■ **DATA SUPPLIED**:
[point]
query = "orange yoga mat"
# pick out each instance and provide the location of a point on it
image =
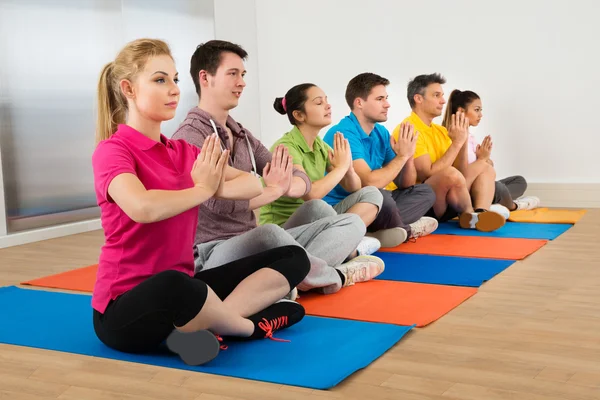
--
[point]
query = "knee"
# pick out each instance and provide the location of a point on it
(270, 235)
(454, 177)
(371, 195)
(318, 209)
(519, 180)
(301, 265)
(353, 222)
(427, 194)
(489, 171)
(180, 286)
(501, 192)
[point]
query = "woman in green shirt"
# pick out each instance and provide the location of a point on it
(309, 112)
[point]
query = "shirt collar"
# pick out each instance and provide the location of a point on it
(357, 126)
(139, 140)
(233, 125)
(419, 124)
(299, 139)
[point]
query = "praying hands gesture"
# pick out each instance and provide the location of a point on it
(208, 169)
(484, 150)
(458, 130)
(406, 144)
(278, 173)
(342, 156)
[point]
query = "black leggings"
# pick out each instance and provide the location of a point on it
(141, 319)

■ **WORK TO BE COMPLETED**: Collect each line of the data above that contains the string "shirt", treating uppercase and lowercase letters as different.

■ **OUTPUT**:
query = "woman in green shirt"
query = "shirt collar"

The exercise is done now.